# Opinion time fellows



## crowfoot (Dec 7, 2014)

I would like to gather everyone's opinion on thier favorite duck and goose rounds. I have always used Winchester 1550 but I'm thinking about trying bismuth or tungsten. I did also find that #4 workes better for me than the #2


----------



## Duckslayer74 (Nov 16, 2013)

I've been shooting the Fiocchi 1 1/5oz #2 shot at 1550fps, these are by my favorite shell. I'm shooting the new A5 with the IM choke and I'm getting tight patterns and very few cripples, these shells seem to hit like a freight train. I've notcied when cleaning birds that the shot is nice and round, this is not something you usually find in a less expensive shell. This is just my .02.


----------



## utahbigbull (May 9, 2012)

I too shoot the new A5.. The Federal Blue box 3" #3 shot with a Carlson choke and it has been great for ducks (It helps when a guy can get a case for $99 from Rogers). 
Field hunting geese in laydowns, I admit I go overkill, but again I shoot Federal Blue box rounds but in a 3 1/2 BB. That load gives a full 1 1/2 oz shot and still smoking at 1550 fps.. But the 3" #3 shot did just fine on the goose I got Saturday at 30 yards.

I love #3 shot for ducks. For me, its the perfect combo that gives denser patterns than #2 shot, but gives ya a tad more range than #4 shot.


----------



## JuniorPre 360 (Feb 22, 2012)

I shoot blue box with a Carlson's tube. Pattern is more important than name brand.


----------



## CPAjeff (Dec 20, 2014)

^^^^^^^^ I couldn't agree more!

[EXERCISE MATERIALS]
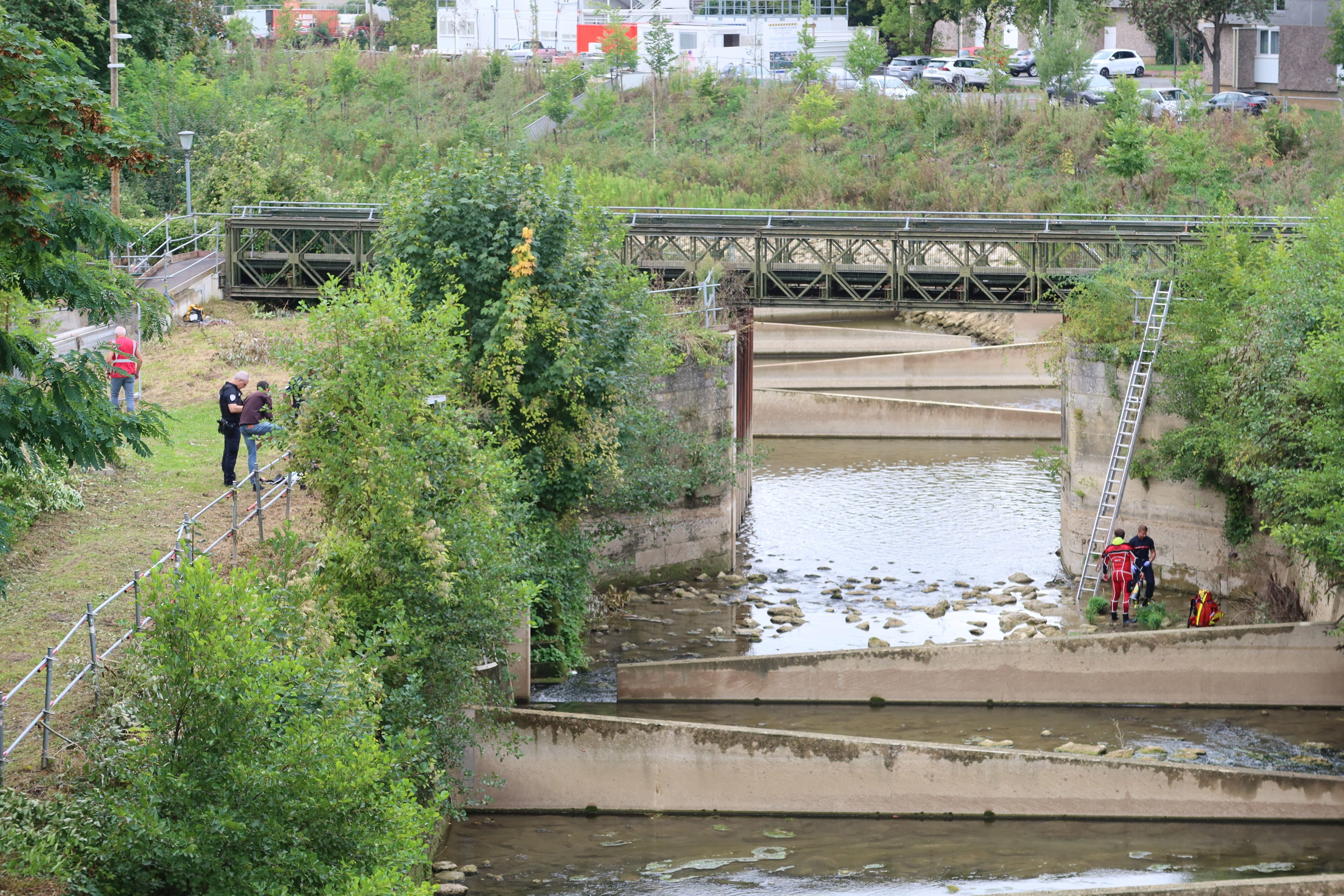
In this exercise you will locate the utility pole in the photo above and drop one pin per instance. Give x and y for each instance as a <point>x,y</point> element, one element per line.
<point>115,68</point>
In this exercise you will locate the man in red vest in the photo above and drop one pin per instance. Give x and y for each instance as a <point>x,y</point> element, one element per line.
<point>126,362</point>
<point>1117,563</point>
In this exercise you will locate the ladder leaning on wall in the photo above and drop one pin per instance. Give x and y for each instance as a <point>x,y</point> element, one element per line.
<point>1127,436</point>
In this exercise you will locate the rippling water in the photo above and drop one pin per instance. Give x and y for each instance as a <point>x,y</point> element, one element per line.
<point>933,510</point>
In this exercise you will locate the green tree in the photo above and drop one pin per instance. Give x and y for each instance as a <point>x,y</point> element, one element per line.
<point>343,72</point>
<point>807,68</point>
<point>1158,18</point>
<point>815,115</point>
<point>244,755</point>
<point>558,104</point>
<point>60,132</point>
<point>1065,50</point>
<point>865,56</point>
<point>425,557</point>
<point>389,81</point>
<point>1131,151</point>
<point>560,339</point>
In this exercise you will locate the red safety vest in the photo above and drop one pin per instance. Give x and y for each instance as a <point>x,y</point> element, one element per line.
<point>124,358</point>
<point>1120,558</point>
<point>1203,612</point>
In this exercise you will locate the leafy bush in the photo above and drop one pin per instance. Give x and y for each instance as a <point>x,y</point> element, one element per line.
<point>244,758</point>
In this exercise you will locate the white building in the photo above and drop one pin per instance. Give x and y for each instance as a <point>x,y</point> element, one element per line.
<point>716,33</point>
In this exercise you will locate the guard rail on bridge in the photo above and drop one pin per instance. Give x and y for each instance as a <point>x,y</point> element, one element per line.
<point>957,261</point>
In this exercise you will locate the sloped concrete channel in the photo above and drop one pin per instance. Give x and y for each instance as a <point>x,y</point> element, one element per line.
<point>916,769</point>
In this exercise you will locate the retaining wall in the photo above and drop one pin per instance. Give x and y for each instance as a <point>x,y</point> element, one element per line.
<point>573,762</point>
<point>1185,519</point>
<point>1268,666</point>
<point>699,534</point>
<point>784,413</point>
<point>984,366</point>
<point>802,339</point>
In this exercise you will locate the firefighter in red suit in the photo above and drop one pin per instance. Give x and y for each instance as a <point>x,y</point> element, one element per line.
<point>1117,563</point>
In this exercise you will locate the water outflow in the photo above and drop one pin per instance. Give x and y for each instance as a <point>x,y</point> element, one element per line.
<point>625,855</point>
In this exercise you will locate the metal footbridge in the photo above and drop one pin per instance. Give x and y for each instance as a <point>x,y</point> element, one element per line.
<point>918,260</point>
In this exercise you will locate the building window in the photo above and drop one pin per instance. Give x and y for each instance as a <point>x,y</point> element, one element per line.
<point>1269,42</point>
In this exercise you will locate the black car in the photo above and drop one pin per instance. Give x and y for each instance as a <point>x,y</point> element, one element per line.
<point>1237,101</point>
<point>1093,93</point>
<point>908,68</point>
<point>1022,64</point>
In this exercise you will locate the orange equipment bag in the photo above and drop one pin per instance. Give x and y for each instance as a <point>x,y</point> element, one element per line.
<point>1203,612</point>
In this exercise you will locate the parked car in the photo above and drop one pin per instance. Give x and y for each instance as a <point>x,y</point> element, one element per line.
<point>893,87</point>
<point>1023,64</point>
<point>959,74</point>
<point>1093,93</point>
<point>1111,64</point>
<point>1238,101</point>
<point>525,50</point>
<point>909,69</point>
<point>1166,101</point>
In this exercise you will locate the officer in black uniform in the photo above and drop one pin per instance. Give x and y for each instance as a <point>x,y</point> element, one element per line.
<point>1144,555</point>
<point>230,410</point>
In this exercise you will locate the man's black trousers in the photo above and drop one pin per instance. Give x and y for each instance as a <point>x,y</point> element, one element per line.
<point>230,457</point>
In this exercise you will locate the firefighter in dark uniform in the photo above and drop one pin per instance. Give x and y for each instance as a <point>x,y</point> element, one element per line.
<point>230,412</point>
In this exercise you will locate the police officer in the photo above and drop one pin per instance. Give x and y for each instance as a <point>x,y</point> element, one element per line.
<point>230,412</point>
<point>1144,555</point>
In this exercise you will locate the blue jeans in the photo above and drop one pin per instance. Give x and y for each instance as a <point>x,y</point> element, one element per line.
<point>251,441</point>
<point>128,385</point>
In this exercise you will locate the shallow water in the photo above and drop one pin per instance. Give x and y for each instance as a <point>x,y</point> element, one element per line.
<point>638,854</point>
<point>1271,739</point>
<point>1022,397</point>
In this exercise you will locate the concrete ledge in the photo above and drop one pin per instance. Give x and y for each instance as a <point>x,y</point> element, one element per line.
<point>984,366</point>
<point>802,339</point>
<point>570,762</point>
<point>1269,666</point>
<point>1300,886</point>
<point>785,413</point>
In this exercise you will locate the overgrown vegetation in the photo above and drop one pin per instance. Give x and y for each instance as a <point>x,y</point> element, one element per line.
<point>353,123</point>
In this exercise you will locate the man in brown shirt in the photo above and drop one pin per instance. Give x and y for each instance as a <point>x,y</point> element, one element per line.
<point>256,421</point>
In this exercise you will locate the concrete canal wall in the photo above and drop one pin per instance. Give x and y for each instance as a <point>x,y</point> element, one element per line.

[TASKS TO COMPLETE]
a) Quote the stretch of the listing from its first line through the line containing "<point>716,33</point>", both ends included, and leave the pictures out.
b) Continue the forum thread about favorite duck and goose shotgun rounds from where it stops.
The listing is unrelated to the forum thread.

[RESULTS FOR EACH TASK]
a)
In this exercise you will locate the utility pole in the photo above and drop one pin per instance. Give x and y for each instance as a <point>x,y</point> element, one element per line.
<point>115,68</point>
In this exercise you will locate the man in red vest in the photo above and drop one pin per instance. Give x and y for each instance as a <point>x,y</point> element, one element per line.
<point>126,362</point>
<point>1117,563</point>
In this exercise you will locate the ladder leaning on wall in the photo above and drop one pin per instance. Give x and y for each instance as a <point>x,y</point> element, one element per line.
<point>1127,436</point>
In this exercise you will locate the rippling water in the photo above and drop one pin per instance. Give x and y for each instance as a <point>x,y</point> element, one element per line.
<point>933,510</point>
In this exercise you will locate the green tree in the photo above and drop one pin per instance. Give x and y for each instance as a <point>x,y</point> element, one element per line.
<point>343,72</point>
<point>807,68</point>
<point>1158,18</point>
<point>815,115</point>
<point>244,755</point>
<point>558,104</point>
<point>60,132</point>
<point>1065,50</point>
<point>865,56</point>
<point>425,557</point>
<point>389,81</point>
<point>1131,151</point>
<point>560,339</point>
In this exercise you will locate the red safety vest in the photo above and drop one pin per instance. Give x and y for each instance as a <point>x,y</point> element, one element per line.
<point>124,358</point>
<point>1120,558</point>
<point>1203,612</point>
In this exercise you will locate the leafy bush in the photo above and drop one pin per instance. Give x and y for each instance as a <point>x,y</point> element, one element per line.
<point>244,758</point>
In this exercise you will locate the white building in the photo above and drop one pin per instance. Give x and y for each instance as a <point>x,y</point> element, one element per line.
<point>716,33</point>

b)
I ran a pattern test with my gun (Benelli M2) and found that the best patterns were thrown from the factory IC choke and either Blue Box Federals 3" 1 1/4 #2 or Estate 3" 1 1/4 #2.

It works on big geese and little geese - 


Light geese -



Ducks - 


And even swans - 


Sorry, its a slow day at work...


----------



## dkhntrdstn (Sep 7, 2007)

Winchester 1550 3inch number 2 for ducks and heavy shot 3 1/2 number 2s or bb for swans and geese. with mid range Carlson choke tube.


----------



## JuniorPre 360 (Feb 22, 2012)

CPAjeff said:


> ^^^^^^^^ I couldn't agree more!
> 
> I ran a pattern test with my gun (Benelli M2) and found that the best patterns were thrown from the factory IC choke and either Blue Box Federals 3" 1 1/4 #2 or Estate 3" 1 1/4 #2.
> 
> It works on big geese and little geese -


A cackler is on my bucket list! I want it mounted flying with a mallard.


----------



## Clarq (Jul 21, 2011)

I had great success with the federal heavy high velocity shells (available exclusively at Rogers now, the ones in the red box) for a few seasons. They're basically a step up from the standard ones in the blue box - zinc plated and some extra velocity. They got discontinued for awhile, so I started shooting the federals in the blue box, and they work fine.

I was fortunate enough to go on a spring snow goose hunt a few years back. Dad and I bought a case of Black Cloud Snow Goose (BB) to share, and I was thoroughly impressed with how well they worked. We were knocking geese dead at some unbelievable ranges. I shoot at maybe 1-5 flocks of geese in Utah every year, so I'm still working through the last of them. They work great on Canada geese as well.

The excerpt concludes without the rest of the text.